Find each line in the entries below that contains the string "separate", treating uppercase and lowercase as different, and copy those lines in full.

Raw records
.....
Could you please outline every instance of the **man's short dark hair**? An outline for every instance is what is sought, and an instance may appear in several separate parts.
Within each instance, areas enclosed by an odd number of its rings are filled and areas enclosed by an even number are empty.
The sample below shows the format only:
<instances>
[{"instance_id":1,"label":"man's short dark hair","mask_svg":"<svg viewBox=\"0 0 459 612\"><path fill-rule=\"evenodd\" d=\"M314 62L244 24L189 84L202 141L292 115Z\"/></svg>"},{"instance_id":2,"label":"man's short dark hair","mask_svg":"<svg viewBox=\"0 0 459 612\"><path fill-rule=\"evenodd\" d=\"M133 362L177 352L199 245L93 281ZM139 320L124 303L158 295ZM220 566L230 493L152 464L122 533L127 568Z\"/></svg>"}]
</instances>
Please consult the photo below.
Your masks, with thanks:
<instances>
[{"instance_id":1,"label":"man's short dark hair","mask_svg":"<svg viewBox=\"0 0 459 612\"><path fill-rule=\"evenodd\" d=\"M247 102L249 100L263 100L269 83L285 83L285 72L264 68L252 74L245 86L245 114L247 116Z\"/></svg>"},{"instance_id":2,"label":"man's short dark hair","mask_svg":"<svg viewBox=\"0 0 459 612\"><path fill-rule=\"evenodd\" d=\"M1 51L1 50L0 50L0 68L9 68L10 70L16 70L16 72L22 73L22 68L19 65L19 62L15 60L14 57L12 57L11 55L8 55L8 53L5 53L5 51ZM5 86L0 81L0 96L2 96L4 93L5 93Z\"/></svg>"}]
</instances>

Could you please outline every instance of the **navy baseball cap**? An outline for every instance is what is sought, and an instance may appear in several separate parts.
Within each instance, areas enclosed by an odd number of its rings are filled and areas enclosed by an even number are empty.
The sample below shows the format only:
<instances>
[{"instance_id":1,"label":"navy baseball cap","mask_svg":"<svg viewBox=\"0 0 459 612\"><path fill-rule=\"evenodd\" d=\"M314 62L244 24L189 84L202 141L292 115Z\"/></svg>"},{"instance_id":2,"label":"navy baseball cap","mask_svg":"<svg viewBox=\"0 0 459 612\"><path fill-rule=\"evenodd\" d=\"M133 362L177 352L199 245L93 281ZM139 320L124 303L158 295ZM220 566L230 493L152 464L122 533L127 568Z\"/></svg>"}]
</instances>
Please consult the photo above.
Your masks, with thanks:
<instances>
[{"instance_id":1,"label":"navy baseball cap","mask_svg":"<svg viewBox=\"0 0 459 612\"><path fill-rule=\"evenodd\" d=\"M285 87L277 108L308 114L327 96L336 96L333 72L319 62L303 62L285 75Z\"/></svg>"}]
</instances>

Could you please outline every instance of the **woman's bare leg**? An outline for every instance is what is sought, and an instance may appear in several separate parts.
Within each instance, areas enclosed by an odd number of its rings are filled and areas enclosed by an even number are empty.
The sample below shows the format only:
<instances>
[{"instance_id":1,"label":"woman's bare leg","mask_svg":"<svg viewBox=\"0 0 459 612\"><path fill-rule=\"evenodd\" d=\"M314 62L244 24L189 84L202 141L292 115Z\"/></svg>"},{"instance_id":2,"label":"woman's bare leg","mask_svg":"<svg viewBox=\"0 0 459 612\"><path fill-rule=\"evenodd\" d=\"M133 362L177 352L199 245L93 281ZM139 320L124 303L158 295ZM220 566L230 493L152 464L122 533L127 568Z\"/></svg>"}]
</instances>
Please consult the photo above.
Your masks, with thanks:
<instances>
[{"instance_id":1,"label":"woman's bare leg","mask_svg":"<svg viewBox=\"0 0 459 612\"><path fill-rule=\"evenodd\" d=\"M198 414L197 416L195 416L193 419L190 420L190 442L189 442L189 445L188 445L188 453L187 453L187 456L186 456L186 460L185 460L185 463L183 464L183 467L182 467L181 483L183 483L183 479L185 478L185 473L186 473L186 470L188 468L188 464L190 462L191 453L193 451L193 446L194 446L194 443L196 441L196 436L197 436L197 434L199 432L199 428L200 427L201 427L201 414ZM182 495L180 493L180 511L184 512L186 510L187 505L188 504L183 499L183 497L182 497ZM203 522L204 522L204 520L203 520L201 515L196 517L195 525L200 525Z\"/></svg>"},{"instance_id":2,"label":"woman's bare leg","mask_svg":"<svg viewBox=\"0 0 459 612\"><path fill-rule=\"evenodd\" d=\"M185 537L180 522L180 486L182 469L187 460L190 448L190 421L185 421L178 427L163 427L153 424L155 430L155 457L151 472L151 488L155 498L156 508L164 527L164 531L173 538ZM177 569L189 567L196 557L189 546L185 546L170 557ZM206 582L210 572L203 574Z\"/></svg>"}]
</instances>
.....
▶ RESULT FOR THIS EXERCISE
Could you please outline every instance of the **man's short dark hair**? An outline for every instance is what is sought, and an instance may appear in several separate parts.
Could you please outline every instance of the **navy baseball cap**? An outline for every instance is what is sought, and an instance may appear in several separate parts.
Could you please outline every instance of the **woman's bare leg**? An outline for every instance is what is sought, and an instance may appear in several separate parts.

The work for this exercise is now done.